Copy only what runs from the line containing "In the photo above, where can the dress" through the end of the material below, line for line, with both ends included.

--- Start Provided entries ---

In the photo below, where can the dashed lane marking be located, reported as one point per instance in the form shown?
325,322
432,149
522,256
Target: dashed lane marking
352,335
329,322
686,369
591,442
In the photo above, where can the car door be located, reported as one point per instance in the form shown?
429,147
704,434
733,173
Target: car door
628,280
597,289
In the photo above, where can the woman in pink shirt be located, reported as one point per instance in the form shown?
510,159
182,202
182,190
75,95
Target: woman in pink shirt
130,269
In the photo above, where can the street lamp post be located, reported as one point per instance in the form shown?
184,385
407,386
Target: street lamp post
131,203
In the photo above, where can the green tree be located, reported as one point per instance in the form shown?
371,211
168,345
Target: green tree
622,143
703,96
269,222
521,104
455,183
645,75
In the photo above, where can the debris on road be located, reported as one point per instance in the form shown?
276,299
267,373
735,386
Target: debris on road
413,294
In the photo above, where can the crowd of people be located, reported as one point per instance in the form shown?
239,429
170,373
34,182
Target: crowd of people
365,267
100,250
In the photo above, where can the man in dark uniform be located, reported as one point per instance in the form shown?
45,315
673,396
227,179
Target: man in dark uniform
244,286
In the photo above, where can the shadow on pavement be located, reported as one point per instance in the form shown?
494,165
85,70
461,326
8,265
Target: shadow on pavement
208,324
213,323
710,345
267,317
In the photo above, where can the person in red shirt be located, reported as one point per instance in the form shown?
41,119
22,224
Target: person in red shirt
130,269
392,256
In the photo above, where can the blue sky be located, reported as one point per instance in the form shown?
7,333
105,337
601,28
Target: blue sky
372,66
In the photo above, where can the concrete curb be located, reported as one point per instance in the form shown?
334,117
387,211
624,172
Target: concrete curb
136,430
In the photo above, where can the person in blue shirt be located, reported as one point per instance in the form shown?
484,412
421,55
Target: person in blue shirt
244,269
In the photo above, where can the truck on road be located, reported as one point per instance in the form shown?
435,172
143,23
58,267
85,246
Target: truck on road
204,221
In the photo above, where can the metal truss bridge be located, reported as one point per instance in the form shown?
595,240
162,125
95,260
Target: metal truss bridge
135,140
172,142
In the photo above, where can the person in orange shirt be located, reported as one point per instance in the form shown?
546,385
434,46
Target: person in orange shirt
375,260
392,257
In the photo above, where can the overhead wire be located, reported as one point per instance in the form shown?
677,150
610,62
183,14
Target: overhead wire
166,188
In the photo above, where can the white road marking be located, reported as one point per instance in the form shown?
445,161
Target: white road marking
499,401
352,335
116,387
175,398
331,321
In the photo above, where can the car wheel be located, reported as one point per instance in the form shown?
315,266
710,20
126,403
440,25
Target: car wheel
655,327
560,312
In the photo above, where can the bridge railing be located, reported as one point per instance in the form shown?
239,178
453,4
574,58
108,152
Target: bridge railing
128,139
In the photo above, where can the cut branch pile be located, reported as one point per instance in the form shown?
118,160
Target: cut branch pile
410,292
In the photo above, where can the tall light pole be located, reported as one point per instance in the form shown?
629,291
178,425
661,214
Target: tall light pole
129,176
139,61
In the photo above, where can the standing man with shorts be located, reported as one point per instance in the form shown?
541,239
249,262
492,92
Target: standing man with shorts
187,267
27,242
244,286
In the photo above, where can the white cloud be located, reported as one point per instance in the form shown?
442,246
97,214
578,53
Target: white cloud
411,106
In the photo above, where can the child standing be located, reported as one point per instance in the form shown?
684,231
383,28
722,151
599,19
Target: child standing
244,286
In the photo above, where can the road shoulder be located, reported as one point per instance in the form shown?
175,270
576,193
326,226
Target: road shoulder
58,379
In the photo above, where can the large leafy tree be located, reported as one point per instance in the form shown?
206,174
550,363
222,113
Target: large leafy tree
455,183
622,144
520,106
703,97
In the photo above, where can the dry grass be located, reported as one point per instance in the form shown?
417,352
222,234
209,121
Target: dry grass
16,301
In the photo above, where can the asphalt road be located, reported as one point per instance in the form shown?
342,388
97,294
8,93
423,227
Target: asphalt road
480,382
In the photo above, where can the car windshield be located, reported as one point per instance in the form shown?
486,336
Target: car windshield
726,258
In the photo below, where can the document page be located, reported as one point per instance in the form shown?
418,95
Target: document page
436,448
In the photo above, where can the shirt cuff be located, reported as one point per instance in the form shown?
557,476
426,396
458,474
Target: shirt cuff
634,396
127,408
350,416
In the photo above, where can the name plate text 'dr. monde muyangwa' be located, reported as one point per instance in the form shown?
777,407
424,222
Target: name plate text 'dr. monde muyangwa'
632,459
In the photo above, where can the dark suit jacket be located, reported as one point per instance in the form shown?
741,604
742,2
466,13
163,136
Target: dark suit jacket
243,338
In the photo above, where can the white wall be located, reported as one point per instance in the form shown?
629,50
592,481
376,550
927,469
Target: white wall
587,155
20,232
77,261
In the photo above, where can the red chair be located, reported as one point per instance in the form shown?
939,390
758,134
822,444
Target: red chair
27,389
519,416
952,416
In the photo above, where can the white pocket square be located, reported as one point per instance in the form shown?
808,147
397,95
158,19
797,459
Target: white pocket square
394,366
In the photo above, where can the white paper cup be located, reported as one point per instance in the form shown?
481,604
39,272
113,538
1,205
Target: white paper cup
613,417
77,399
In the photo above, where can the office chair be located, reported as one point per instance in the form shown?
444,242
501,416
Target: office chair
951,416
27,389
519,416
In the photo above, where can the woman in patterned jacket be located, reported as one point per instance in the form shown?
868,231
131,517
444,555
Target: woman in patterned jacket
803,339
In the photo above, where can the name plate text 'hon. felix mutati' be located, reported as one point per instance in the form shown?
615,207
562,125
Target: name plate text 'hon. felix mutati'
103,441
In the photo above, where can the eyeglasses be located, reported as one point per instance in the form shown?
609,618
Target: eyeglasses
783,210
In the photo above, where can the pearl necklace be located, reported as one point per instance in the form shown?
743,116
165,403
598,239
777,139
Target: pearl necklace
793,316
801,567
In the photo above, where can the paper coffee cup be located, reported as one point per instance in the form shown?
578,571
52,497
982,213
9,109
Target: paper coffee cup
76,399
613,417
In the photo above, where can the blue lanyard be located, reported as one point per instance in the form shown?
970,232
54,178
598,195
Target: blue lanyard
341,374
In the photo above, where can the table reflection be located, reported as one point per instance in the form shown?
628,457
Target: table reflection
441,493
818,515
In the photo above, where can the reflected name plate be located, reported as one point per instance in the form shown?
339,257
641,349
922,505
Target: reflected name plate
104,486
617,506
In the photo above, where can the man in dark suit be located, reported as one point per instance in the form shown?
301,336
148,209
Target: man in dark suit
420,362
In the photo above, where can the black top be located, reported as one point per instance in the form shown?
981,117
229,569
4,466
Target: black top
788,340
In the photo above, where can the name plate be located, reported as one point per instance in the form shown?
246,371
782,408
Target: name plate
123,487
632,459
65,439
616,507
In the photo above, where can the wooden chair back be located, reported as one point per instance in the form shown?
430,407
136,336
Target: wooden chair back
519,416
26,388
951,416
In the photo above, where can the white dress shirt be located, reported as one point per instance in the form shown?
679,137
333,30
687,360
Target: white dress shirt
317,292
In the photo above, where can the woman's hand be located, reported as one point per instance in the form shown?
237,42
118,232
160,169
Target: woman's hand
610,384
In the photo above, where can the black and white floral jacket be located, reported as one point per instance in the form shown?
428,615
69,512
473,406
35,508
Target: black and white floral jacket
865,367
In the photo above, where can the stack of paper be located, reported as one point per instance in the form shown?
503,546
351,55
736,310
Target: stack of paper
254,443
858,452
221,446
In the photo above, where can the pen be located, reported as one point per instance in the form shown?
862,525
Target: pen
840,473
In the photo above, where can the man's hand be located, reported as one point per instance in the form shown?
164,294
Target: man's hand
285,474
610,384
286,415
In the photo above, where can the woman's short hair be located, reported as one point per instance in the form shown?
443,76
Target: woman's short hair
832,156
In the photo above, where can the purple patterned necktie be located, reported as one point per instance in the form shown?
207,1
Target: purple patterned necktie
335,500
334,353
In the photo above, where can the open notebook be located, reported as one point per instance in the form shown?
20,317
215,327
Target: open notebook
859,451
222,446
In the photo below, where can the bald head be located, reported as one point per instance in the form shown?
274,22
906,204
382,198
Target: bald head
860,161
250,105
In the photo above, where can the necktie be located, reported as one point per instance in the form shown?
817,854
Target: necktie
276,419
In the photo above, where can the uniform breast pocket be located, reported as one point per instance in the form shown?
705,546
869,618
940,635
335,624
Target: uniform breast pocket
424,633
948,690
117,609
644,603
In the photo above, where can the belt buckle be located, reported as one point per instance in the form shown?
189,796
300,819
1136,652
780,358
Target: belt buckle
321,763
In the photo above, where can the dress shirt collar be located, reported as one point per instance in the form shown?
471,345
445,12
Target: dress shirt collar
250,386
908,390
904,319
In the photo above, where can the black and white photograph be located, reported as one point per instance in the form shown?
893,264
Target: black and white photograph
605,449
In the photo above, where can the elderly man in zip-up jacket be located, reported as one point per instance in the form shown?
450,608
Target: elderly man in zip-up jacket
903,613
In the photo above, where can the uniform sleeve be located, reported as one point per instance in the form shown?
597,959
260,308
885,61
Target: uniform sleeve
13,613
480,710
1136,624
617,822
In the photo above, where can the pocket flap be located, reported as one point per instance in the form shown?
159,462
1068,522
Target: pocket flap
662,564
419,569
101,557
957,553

--- End Provided entries ---

Solution for this task:
In the photo above, where can the dress shirt collar be located, reported as one point per instance in the form shown?
471,345
445,12
Target: dress shirt collar
250,386
908,390
904,319
In the photo above, where can the black and white photograph be located, reported as one point per instance in the form shown?
893,264
Target: black and white photograph
605,449
In the photo above, where can the elderly man in zip-up jacket be located, reported as one point per instance in the form shown?
450,608
Target: elderly man in zip-up jacket
903,613
In the photo above, where can the uniform sleeve be located, reported as one point per instance in the form shown?
597,959
260,308
885,61
Target: uniform sleeve
13,613
480,710
1136,624
617,822
In the photo above, where can the pocket flap be located, reported as one point per instance in the form shown?
159,462
1068,522
Target: pocket flap
662,564
419,569
101,557
957,553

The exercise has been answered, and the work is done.